(Page text begins)

Iran Boosts Enrichment In Latest Breach Of Nuclear Deal
With talks over reviving the 2015 nuclear agreement in abeyance, Iran is continuing to expand uranium enrichment using relatively advanced machines.
A confidential report by the International Atomic Energy Agency (IAEA) to member states, seen by Reuters Monday, confirmed Tehran had brought onstream three clusters of IR-6 centrifuges at the underground Natanz enrichment plant. The 2015 agreement, the JCPOA (Joint Comprehensive Plan of Action), allowed Iran to use only IR-1 centrifuges, but Tehran began to exceed the agreement’s terms in 2019, the year after the United States left the JCPOA and imposed ‘maximum pressure’ sanctions.
The IAEA reported in August that Iran was carrying through plans announced in June to use three cascades of IR-6s at Natanz with just one at that time operational. These cascades are enriching to 5 percent, well short of Iran’s highest enrichment level of 60 percent, but using more advanced centrifuges enhances Tehran’s capacity, making it easier and quicker to achieve 90 percent ‘weapons grade’ enrichment – an aim Iran denies.

(Page text ends)
(Provided information begins)

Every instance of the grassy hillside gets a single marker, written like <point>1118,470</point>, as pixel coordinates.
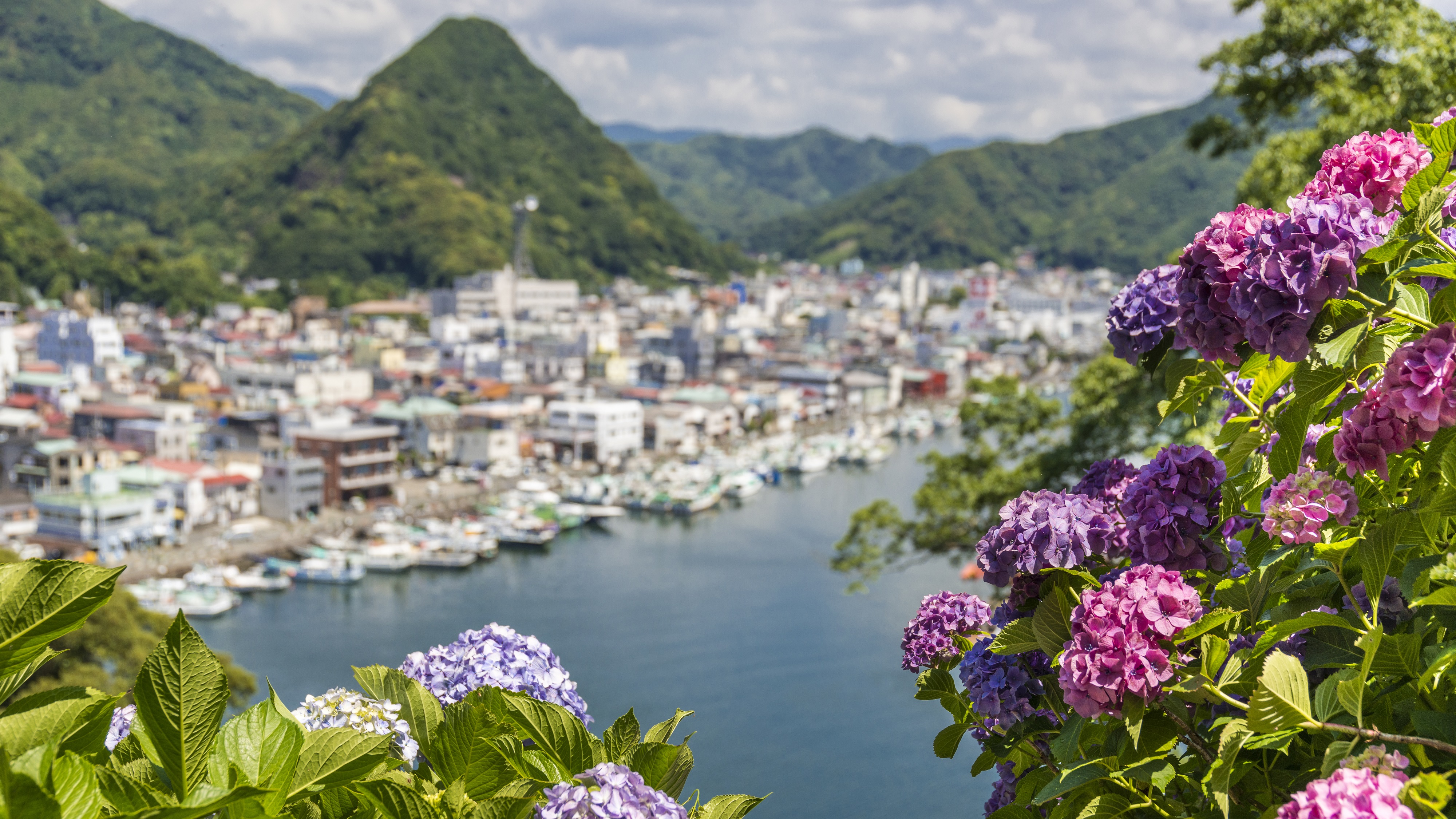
<point>103,116</point>
<point>1125,197</point>
<point>411,183</point>
<point>727,184</point>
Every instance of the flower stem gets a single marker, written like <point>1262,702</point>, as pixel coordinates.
<point>1374,733</point>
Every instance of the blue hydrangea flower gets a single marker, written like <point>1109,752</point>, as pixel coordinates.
<point>500,658</point>
<point>1001,685</point>
<point>609,792</point>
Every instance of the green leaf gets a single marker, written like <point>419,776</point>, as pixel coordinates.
<point>394,800</point>
<point>1052,623</point>
<point>181,696</point>
<point>263,745</point>
<point>46,600</point>
<point>1208,623</point>
<point>1018,637</point>
<point>1071,779</point>
<point>1339,350</point>
<point>730,806</point>
<point>950,739</point>
<point>337,757</point>
<point>417,706</point>
<point>622,736</point>
<point>663,731</point>
<point>52,716</point>
<point>1282,699</point>
<point>561,735</point>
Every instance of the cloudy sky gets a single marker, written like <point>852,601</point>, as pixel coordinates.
<point>903,71</point>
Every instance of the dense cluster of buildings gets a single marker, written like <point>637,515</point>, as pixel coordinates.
<point>130,426</point>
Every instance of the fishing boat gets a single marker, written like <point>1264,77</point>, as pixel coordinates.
<point>337,567</point>
<point>743,484</point>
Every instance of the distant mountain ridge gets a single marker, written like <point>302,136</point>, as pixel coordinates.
<point>1123,196</point>
<point>726,186</point>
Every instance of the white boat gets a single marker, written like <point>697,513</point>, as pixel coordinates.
<point>391,559</point>
<point>743,484</point>
<point>334,569</point>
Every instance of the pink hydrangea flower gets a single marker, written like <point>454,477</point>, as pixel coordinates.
<point>1420,381</point>
<point>1371,165</point>
<point>1301,505</point>
<point>1115,639</point>
<point>1350,793</point>
<point>1372,431</point>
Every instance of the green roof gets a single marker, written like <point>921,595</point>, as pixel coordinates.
<point>41,379</point>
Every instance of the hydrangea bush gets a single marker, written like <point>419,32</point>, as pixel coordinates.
<point>499,733</point>
<point>1266,626</point>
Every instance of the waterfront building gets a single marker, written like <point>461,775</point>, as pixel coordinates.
<point>357,461</point>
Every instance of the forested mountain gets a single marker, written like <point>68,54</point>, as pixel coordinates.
<point>413,183</point>
<point>727,184</point>
<point>1125,197</point>
<point>103,117</point>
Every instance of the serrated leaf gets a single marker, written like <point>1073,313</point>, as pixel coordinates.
<point>1282,699</point>
<point>1018,637</point>
<point>181,696</point>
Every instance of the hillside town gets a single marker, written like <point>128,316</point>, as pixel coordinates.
<point>127,428</point>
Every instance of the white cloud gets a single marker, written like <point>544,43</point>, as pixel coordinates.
<point>899,69</point>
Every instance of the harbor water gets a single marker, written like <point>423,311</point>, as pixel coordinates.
<point>735,614</point>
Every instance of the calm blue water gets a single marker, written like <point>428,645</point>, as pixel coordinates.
<point>736,616</point>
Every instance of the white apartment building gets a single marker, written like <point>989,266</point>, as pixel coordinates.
<point>68,339</point>
<point>598,431</point>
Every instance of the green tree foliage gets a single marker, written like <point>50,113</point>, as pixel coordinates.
<point>108,652</point>
<point>1361,65</point>
<point>1122,197</point>
<point>726,186</point>
<point>1016,441</point>
<point>414,180</point>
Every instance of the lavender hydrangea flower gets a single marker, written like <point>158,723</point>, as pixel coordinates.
<point>1170,506</point>
<point>1001,687</point>
<point>1115,646</point>
<point>1298,261</point>
<point>1043,530</point>
<point>1393,607</point>
<point>1211,264</point>
<point>928,637</point>
<point>1142,312</point>
<point>120,726</point>
<point>1350,793</point>
<point>611,792</point>
<point>1304,502</point>
<point>1371,165</point>
<point>500,658</point>
<point>1371,432</point>
<point>341,707</point>
<point>1420,381</point>
<point>1004,792</point>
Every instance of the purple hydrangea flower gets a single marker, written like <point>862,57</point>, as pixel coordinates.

(Provided information ends)

Directions:
**A.** According to the article on Iran's enrichment, why do the IR-6 cascades at Natanz matter even though they enrich only to 5 percent? Answer in one to three sentences.
**B.** List every uranium enrichment percentage mentioned in the article on Iran's enrichment, with what each one refers to.
**C.** Write the next part of the article on Iran's nuclear enrichment, continuing from its last sentence.
The records are not needed for any of the work here.

Answers per task:
**A.** Using more advanced centrifuges enhances Tehran's capacity. That makes it easier and quicker to reach 90 percent "weapons grade" enrichment, an aim Iran denies.

**B.**
- 5 percent: the level the IR-6 cascades at Natanz are enriching to
- 60 percent: Iran's highest enrichment level
- 90 percent: "weapons grade" enrichment

**C.**
The Iranian parliament in December 2020 – following the killing of scientist Mohsen Fakhrizadeh widely attributed to Israel, which opposes the JCPOA – passed legislation it had drafted earlier despite objections by then President Hassan Rouhani requiring the installation of 1,000 IR-6 centrifuges by the end of 2021, a target the Atomic Energy Organization of Iran (AEOI) failed to meet.
By May, there were 538 IR-6 centrifuges in two cascades at Fordow and one cascade at the above-ground Natanz pilot plant. The AEOI announced plans in June to install two more IR-6 cascades underground at Natanz, in addition to one already planned there, which appeared to bring the AEOI in line with the 2020 law.
While IR-6 centrifuges have been used at Fordow and at Natanz above ground to enrich to 60 percent, some specialists have suggested Iran faces technical difficulties with more advanced machines with progress also hampered by the June 2021 attack on the manufacturing plant at Karaj, also attributed to Israel.
Biden anxiety
Talks aimed at restoring the JCPOA have appeared frozen since April, when Iran and the US exchanged several communiques through European Union mediators. Some analysts attribute the delay to the US November 8 Congressional elections with President Joe Biden anxious not to add Republican criticism of Iran policy to the unpopularity of high gasoline prices.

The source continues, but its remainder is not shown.